§ 节选段落:
━━━━━━━━━━

上面的代码，新线程运行完threadRoutine函数就会退出，而主线程pthread_join会默认阻塞等待新线程退出，然后回回收新线程资源；
监控脚本：

while :; do ps -aL | head -1 && ps -L | grep mythread; sleep 1; done

运行结果：
在这里插入图片描述
主线程会等待新线程退出后，清理完资源再退出；

4.回调函数的返回值

pthread_join的第二个参数是void**类型，是用来拿到线程执行结果的；

#include <iostream>
#include <string>
#include <cstdio>
#include <unistd.h>
#include <pthread.h>

using namespace std;

// pthread函数的回调函数参数，传的是返回值是void*的函数指针，函数的参数也是void*
void *threadRoutine(void *args)
{
    int i = 0;
    while (true)
    {
        cout << "new thread: " << (char *)args << " running ..." << endl;
        sleep(1);
        if(i++ == 3) 
            break;
    }
    cout << "new thread quit" << endl;
    return (void*)10;
}

int main()

━━━━━━━━━━

§ 来源摘录:
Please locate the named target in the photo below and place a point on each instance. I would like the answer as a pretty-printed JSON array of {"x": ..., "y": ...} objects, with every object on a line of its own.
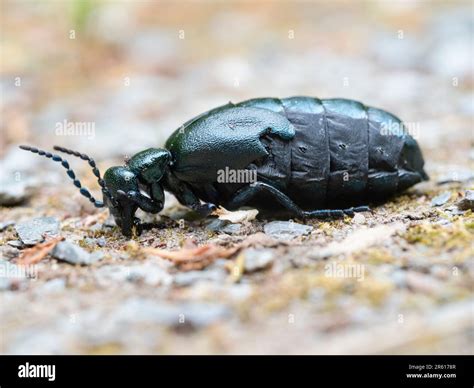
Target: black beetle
[{"x": 304, "y": 154}]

━━━━━━━━━━

从 pthread 节选的结尾处接着往下写。 这些材料与 pthread 节选互不相干，各自独立。

§ 练习答复:
{
    pthread_t tid;
    pthread_create(&tid, nullptr, threadRoutine, (void *)"thread 1");

    void* ret = nullptr;
    pthread_join(tid, &ret);//默认会阻塞等待新线程退出
    cout << "main thread wait done ... main quit\n ";
    cout << "ret: " << (long long)ret << endl;

    return 0;
}

在上面代码中：

ret是指针变量，开辟了void*大小的空间，Linux是64位系统，地址为8字节；
指针是一个常量，指向一个地址，指针变量是存放指针数据的变量；
回调函数的返回值类型是void*；
果需要拿到一个void*类型的返回值，就需要使用void**类型；
这里返回的时候将10强转为void*类型，意味着10现在是一个指针，代表地址；在用void**类型拿到返回值之后，解引用一下就是10这个指针；
因为Linux地址是8字节的，因此拿到返回值后，使用的时候需要强转为long long类型

运行结果：
在这里插入图片描述
还可以拿到新线程在堆上申请空间后的返回结果：

#include <iostream>
#include <string>
#include <cstdio>
#include <unistd.h>
#include <pthread.h>

using namespace std;

// pthread函数的回调函数参数，传的是返回值是void*的函数指针，函数的参数也是void*
void *threadRoutine(void *args)
{
    int i = 0;
    int* data = new int[3];//新线程申请空间
    while (true)
    {
        cout << "new thread: " << (char *)args << " running ..." << endl;
        sleep(1);
        data[i] = i;
        if(i++ == 3) 
            break;
    }
    cout << "new thread quit" << endl;
    return (void*)data;//返回空间的地址
}

int main()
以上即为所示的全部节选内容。